**Brief**:
Copy out the text of the records word for word, starting at the beginning and going on through the line that contains "Sample of the". Omit the pictures from your answer.

**Annotation data for picture regions**:
++++++++
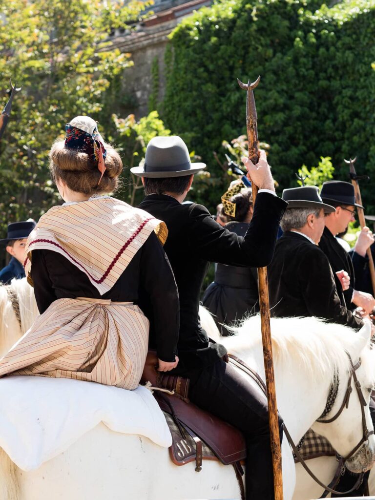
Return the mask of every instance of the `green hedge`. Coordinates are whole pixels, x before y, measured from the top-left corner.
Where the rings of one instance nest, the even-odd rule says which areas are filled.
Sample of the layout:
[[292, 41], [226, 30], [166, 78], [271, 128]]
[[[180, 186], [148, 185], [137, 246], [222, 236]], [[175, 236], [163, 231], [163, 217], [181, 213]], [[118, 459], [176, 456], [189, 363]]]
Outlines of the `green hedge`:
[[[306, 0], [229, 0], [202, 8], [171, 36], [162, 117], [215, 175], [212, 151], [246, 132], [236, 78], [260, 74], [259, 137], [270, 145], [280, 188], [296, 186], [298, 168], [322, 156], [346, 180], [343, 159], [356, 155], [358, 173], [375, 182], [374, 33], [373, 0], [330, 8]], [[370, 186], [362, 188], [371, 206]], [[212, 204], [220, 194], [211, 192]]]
++++++++
**Written answer**:
Return the mask of every instance of the `green hedge`. Coordinates are whole pixels, x before y, measured from the top-left corner.
Where the rings of one instance nest, the even-odd rule says which areas are filled.
Sample of the layout:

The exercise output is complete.